#### REQUIRED WORK:
Can you render every line of the records below as a JSON list of strings, one string per line, with blank lines left out?

━━ DATA SUPPLIED

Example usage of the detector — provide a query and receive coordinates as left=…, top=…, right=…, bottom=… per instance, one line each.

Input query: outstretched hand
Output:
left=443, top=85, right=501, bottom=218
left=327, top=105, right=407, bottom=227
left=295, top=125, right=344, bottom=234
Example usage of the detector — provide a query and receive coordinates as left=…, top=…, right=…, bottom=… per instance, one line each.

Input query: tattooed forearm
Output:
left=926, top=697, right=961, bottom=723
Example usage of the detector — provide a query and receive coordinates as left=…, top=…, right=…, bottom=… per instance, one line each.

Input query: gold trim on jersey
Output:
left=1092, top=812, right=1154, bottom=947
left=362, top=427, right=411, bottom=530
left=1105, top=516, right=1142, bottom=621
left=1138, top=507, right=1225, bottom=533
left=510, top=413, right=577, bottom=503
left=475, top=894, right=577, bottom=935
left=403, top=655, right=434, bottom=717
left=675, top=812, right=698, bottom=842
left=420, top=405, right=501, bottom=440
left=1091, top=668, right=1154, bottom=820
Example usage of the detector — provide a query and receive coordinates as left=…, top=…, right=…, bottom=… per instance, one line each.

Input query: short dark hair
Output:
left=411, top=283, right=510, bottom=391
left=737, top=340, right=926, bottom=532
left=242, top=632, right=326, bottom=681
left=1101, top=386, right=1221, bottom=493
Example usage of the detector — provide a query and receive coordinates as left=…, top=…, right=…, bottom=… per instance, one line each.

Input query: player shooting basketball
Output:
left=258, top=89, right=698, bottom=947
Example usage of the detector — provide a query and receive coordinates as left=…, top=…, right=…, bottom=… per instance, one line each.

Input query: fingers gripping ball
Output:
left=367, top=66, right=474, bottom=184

━━━━

#### RESPONSE TO THE EXERCISE:
[
  "Example usage of the detector — provide a query and receive coordinates as left=…, top=…, right=…, bottom=… per instance, one line each.",
  "Input query: outstretched hand",
  "Output:",
  "left=443, top=85, right=501, bottom=218",
  "left=327, top=105, right=407, bottom=227",
  "left=295, top=125, right=344, bottom=234",
  "Example usage of the detector — provide a query and receive coordinates as left=…, top=…, right=…, bottom=… per instance, one line each.",
  "Input query: tattooed forearm",
  "Output:",
  "left=926, top=697, right=961, bottom=723",
  "Example usage of the detector — provide a query and receive coordinates as left=…, top=…, right=…, bottom=… per instance, one line each.",
  "Input query: gold trim on jersey",
  "Output:",
  "left=1092, top=812, right=1154, bottom=947",
  "left=362, top=427, right=411, bottom=530",
  "left=1105, top=516, right=1142, bottom=621",
  "left=1138, top=507, right=1225, bottom=533",
  "left=510, top=413, right=577, bottom=503",
  "left=475, top=894, right=577, bottom=935",
  "left=403, top=655, right=434, bottom=717",
  "left=675, top=812, right=698, bottom=842",
  "left=420, top=405, right=501, bottom=440",
  "left=1091, top=668, right=1154, bottom=820",
  "Example usage of the detector — provide a query and receive coordinates as left=…, top=…, right=…, bottom=… per instance, one line each.",
  "Input query: short dark hair",
  "Output:",
  "left=411, top=283, right=510, bottom=391",
  "left=737, top=340, right=926, bottom=532",
  "left=242, top=632, right=326, bottom=681",
  "left=1101, top=386, right=1221, bottom=493",
  "Example usage of the detector — provide a query and receive coordinates as left=…, top=…, right=…, bottom=… per instance, one line each.",
  "Input query: player shooting basketball",
  "Output:",
  "left=258, top=89, right=698, bottom=947",
  "Example usage of the detector — provide a query and receive coordinates as left=…, top=…, right=…, bottom=… per instance, one line each.",
  "Input query: fingers gripping ball",
  "Output:",
  "left=367, top=66, right=474, bottom=184"
]